Your task. Starting at the line that contains "Grab each carved" and ending at the last line of the items, write those lines out again with the requests included, and scale every bounding-box coordinate in the answers by 2.55, rounding each to a whole number with halves rounded up.

● ● ●

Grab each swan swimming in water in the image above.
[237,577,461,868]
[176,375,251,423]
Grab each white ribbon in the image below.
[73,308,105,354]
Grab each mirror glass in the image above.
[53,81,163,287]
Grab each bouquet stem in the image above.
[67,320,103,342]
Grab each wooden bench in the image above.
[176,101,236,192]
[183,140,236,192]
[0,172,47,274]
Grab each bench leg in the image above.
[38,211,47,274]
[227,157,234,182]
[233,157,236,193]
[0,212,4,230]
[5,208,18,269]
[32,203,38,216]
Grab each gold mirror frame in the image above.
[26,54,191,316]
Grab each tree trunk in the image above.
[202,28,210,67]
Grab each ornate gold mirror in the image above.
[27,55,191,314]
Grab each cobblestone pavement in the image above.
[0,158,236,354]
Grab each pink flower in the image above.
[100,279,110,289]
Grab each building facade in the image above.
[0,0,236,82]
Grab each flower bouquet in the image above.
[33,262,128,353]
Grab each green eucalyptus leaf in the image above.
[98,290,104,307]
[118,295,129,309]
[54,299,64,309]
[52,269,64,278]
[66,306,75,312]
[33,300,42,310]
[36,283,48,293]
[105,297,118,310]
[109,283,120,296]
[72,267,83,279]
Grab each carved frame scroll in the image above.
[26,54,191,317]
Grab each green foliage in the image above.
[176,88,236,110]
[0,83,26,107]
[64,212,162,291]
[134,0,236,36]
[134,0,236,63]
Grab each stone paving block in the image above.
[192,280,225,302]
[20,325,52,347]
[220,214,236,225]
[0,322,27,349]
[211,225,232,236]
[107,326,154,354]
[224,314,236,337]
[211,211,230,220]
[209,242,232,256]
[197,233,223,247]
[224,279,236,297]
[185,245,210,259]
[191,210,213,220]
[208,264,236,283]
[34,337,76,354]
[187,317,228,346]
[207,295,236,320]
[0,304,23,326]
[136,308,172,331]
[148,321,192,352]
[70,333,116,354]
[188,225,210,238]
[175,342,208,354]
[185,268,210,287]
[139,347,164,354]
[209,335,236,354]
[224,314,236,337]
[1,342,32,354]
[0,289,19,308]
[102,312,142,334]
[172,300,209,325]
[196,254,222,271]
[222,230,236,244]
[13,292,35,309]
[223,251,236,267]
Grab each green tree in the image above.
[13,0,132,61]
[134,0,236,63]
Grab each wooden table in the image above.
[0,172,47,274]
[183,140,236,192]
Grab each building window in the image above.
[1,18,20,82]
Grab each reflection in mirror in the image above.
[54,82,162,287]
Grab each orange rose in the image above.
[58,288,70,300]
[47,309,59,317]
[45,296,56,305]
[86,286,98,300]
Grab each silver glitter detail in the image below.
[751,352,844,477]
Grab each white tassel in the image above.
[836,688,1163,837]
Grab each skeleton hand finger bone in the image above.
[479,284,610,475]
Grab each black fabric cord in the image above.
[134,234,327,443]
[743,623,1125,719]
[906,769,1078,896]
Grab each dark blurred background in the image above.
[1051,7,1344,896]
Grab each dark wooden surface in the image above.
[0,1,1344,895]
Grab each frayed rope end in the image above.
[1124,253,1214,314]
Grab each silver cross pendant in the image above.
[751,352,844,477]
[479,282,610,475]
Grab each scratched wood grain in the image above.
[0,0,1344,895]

● ● ●

Full solution.
Grab each carved frame scroll in the image above.
[66,138,487,808]
Grab each green foliage in the image above.
[449,224,602,281]
[0,212,66,273]
[163,541,413,742]
[342,0,602,92]
[342,0,602,161]
Grab each stone paving block in the image above.
[490,714,574,770]
[51,829,133,885]
[561,546,602,574]
[0,821,69,890]
[538,574,592,602]
[273,831,393,903]
[571,801,602,859]
[538,538,587,561]
[533,617,592,653]
[502,594,569,630]
[571,711,602,757]
[472,625,536,660]
[487,536,543,561]
[530,673,602,722]
[87,859,194,903]
[477,808,581,882]
[528,752,602,816]
[0,775,59,831]
[347,785,439,844]
[377,819,490,898]
[179,849,296,903]
[479,574,536,607]
[446,872,530,903]
[472,683,536,732]
[354,885,418,903]
[533,854,602,903]
[571,801,602,859]
[3,872,82,903]
[0,737,48,785]
[260,796,362,852]
[439,765,533,829]
[500,648,566,691]
[566,587,602,622]
[33,745,89,788]
[569,640,602,681]
Grab each green tree in the image above.
[33,0,337,156]
[342,0,602,161]
Grab each wooden table in the image above.
[0,439,120,699]
[467,357,602,490]
Grab each building window in the image above.
[3,46,51,209]
Grab each reflection in mirror in the image above.
[138,209,413,732]
Grab each orange rose in the image above.
[148,734,179,765]
[120,788,150,808]
[115,755,143,778]
[219,729,250,765]
Grab each silver glitter detail in the image below.
[1915,898,2152,1216]
Grab each white tassel in the image above.
[2132,1754,2966,2134]
Grab each skeleton hand finger bone in the image above.
[1221,724,1556,1211]
Grab each black fabric cord in the image above.
[342,597,834,1130]
[1895,1589,2869,1833]
[2310,1961,2749,2285]
Grab each dark blurred background in the image above.
[2680,18,3427,2285]
Grab each dark wooden surface in the image above.
[0,3,3427,2282]
Grab each frayed rope end in the image above.
[2866,645,3096,801]
Grab each silver cross pendant in the image above.
[1915,898,2152,1216]
[1221,719,1556,1211]
Grab each scratched wood grain in the image above.
[0,0,3427,2282]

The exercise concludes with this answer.